ASSIGNED TASK: Look through the material below and copy exactly the lines from the line with "Target: white car" to the line with "Point out the skid", those two lines included.

SOURCE MATERIAL:

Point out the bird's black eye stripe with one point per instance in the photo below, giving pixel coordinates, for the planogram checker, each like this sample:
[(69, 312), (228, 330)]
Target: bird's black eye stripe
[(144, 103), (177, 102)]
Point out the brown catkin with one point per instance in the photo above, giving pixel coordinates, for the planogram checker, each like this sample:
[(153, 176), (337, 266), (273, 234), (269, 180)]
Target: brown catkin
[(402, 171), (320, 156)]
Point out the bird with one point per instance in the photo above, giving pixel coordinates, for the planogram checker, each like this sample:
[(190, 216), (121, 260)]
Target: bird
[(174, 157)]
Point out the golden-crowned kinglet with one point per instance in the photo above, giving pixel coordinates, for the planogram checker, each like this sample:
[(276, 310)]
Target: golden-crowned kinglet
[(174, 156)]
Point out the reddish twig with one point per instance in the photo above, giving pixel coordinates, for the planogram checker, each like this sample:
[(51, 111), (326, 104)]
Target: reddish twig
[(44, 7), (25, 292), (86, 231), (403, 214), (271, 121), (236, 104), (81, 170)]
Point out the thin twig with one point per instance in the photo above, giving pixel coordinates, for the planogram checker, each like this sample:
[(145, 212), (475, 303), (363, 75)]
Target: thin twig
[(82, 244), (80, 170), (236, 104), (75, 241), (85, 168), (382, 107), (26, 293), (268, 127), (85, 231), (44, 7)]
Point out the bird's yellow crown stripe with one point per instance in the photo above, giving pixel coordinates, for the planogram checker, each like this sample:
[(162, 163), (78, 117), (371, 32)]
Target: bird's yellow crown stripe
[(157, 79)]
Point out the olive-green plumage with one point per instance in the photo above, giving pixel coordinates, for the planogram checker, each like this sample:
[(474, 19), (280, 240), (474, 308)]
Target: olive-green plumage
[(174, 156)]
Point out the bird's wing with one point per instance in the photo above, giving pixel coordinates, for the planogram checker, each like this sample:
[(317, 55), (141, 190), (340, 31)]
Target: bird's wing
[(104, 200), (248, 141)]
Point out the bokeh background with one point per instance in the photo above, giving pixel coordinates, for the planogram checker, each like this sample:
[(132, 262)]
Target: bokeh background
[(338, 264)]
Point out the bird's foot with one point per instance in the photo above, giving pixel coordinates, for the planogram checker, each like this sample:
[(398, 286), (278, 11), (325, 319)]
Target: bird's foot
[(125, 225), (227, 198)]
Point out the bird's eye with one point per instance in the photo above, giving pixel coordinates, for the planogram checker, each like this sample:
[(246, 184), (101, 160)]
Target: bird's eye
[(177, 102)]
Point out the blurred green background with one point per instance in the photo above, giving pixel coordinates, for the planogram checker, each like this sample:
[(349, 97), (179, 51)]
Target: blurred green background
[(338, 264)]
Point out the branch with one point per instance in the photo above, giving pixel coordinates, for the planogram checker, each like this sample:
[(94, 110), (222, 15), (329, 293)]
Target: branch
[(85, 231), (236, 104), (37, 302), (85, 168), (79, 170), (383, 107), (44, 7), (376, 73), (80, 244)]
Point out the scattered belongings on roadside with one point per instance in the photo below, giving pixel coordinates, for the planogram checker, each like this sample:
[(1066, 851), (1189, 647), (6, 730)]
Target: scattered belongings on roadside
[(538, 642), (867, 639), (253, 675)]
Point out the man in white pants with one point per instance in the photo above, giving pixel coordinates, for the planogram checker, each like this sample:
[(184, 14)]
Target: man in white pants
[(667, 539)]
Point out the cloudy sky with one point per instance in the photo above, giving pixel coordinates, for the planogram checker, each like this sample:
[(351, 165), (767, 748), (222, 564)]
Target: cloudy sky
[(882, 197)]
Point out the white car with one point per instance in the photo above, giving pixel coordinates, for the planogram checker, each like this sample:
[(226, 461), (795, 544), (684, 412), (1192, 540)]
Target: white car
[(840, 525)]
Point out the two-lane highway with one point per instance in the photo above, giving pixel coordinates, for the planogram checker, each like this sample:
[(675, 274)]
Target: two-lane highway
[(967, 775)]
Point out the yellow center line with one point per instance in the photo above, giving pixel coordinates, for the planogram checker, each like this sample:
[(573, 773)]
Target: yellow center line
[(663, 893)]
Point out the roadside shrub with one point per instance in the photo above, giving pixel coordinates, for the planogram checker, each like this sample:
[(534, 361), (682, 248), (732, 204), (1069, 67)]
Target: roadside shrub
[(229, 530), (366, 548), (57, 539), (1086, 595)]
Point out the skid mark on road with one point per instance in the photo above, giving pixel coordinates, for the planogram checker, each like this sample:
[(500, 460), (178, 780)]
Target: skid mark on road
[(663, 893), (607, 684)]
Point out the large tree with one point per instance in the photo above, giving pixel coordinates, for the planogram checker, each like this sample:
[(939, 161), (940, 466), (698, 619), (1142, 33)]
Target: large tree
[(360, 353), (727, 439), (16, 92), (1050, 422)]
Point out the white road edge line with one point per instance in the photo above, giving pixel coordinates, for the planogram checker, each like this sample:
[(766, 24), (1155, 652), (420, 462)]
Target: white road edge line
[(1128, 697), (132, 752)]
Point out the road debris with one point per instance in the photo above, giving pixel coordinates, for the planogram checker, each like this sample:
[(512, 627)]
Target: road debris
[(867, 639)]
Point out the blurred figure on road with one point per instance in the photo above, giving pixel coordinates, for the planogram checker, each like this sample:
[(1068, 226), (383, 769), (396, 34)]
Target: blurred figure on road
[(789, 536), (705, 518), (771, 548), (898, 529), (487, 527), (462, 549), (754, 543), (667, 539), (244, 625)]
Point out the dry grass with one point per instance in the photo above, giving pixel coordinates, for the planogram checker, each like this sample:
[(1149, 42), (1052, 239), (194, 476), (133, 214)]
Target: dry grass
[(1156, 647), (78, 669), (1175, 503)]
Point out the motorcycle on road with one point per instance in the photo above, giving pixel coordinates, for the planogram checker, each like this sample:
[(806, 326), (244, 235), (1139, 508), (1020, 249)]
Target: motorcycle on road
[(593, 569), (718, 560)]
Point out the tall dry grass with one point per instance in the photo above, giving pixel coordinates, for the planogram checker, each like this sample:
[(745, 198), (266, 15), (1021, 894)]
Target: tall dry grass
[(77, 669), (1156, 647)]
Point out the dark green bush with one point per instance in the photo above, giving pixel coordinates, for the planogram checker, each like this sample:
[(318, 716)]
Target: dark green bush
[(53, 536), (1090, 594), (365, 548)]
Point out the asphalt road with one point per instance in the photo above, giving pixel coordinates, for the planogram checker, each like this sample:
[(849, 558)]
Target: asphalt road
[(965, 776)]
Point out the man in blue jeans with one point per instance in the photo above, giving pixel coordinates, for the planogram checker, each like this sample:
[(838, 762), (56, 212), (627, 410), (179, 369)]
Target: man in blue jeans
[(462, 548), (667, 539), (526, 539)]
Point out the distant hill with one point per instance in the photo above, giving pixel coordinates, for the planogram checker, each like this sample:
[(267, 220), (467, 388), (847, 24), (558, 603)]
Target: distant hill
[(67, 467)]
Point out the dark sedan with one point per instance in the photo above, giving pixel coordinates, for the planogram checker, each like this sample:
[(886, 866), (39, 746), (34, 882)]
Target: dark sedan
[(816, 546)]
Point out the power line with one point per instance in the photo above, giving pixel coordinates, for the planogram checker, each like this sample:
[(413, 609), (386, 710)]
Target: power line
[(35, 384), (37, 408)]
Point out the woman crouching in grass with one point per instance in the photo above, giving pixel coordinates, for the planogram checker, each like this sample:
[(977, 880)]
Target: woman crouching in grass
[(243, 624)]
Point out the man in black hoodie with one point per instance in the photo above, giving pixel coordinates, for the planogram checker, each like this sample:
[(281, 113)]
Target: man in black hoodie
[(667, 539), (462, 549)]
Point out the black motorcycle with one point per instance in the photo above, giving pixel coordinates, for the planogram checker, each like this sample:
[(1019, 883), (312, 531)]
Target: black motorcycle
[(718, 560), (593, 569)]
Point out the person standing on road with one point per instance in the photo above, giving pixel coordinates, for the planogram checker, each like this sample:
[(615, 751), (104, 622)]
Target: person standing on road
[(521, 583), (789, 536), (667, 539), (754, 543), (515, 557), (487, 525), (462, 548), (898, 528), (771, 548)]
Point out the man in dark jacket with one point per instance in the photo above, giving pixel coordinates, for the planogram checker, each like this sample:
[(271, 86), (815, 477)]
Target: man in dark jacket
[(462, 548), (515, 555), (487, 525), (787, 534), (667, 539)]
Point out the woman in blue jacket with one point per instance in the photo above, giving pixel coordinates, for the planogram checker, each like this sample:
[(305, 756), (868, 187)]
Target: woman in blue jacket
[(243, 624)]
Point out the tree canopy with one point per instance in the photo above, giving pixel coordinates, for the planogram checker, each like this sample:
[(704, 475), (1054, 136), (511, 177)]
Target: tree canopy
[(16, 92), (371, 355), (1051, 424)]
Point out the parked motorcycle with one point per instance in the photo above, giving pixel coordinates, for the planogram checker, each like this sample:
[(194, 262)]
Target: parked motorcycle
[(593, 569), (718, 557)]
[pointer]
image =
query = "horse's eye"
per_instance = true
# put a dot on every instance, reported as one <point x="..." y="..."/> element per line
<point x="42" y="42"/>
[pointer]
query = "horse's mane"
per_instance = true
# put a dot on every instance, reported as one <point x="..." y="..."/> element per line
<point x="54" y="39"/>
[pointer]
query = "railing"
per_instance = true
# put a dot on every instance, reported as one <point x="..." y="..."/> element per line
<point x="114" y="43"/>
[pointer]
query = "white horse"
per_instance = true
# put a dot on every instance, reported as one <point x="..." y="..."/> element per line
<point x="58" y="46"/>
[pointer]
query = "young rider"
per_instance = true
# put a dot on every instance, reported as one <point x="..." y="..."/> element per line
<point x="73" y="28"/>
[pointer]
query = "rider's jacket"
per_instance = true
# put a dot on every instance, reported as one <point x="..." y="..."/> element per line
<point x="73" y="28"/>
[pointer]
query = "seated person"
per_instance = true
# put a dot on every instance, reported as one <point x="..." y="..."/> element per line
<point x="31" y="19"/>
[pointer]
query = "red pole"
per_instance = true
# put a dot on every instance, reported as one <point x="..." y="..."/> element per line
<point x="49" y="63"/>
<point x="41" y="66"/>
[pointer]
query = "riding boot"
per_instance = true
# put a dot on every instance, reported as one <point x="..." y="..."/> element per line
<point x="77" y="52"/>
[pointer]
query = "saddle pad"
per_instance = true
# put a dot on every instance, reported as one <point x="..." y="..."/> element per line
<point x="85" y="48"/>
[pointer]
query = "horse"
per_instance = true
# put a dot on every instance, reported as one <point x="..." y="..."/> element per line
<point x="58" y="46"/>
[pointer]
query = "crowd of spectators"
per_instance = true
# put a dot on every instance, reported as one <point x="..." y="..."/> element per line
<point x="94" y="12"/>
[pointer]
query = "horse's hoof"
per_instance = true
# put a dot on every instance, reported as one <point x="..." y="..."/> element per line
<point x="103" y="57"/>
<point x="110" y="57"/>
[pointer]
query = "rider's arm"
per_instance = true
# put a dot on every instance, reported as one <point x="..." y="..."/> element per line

ANSWER BOX:
Target: white car
[(840, 525)]
Point out the two-lane highway with one point per instance in the photo above, giving pixel coordinates, for the planogram checker, each like this sample:
[(675, 274)]
Target: two-lane highway
[(967, 775)]
Point out the yellow center line with one point per instance in the photo above, giving pixel coordinates, for the planogram checker, each like this sample:
[(573, 773)]
Target: yellow center line
[(663, 893)]
Point out the roadside shrub with one point per instance in the photo above, giving pixel coordinates, for the planogram checker, each like this sample:
[(534, 361), (682, 248), (732, 204), (1069, 67)]
Target: roadside shrub
[(229, 530), (366, 548), (57, 539), (1086, 595)]
Point out the skid mark on road with one point per instance in the photo above, giving pixel coordinates, for the planogram checker, each like this sample:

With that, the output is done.